__EXERCISE REQUIREMENTS__:
Update the stretch from the line containing "tree canopy, the" through the end of the rows, changing "marker" to "pin" and keeping everything else the same.

__MATERIAL PROVIDED__:
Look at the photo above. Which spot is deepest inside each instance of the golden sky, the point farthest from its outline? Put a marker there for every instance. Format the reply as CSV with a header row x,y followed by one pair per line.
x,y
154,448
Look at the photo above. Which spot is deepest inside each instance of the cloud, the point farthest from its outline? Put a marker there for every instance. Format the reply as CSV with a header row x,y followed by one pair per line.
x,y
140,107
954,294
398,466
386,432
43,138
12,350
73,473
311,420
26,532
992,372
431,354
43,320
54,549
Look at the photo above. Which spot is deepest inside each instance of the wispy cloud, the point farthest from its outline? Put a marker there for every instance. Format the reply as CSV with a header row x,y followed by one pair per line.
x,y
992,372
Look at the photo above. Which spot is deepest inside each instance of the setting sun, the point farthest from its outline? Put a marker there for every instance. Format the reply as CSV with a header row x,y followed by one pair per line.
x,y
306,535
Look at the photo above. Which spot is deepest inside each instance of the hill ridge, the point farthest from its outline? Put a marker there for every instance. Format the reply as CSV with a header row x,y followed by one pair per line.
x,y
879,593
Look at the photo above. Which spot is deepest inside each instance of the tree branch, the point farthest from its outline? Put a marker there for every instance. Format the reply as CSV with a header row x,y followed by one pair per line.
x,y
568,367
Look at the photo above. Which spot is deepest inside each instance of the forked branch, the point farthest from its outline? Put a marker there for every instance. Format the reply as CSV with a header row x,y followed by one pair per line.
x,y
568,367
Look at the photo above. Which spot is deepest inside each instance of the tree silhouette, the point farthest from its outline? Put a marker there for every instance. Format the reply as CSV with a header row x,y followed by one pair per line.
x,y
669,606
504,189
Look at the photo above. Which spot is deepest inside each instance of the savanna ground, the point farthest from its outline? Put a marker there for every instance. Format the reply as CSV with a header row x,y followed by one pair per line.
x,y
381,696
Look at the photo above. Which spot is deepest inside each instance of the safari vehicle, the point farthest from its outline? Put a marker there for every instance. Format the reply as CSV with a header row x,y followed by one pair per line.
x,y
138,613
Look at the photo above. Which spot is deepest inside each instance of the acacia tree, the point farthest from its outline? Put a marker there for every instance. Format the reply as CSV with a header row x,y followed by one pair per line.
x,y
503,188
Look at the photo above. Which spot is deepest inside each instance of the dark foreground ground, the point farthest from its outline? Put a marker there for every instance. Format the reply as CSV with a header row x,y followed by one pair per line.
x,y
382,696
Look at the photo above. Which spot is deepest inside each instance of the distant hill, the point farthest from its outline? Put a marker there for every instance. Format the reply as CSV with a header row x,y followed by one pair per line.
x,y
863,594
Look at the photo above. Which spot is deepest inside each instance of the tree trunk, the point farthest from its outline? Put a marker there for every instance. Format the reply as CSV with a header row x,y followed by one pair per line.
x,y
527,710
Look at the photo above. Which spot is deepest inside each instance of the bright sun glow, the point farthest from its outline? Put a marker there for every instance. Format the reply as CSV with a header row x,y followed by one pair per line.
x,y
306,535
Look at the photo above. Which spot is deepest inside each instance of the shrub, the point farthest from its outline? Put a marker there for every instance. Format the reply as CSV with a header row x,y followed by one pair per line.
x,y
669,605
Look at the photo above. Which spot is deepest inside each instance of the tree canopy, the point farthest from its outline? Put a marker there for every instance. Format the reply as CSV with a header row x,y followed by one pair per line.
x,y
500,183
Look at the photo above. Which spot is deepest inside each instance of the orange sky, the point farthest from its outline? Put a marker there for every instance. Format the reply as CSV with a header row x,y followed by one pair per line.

__EXERCISE RESULT__:
Look at the photo above. Which spot is deepest inside each instance of the tree canopy, the point farthest from its outline? Put a pin there for every instance. Format the reply as CSV with a header row x,y followed by one pair per line.
x,y
500,183
Look at the photo above. Which spot is deepest inside each instance of the orange sky, the point farthest from its outline? Put a pin there for every instance. Format the reply as CSV with a header row x,y followed by one pair per line.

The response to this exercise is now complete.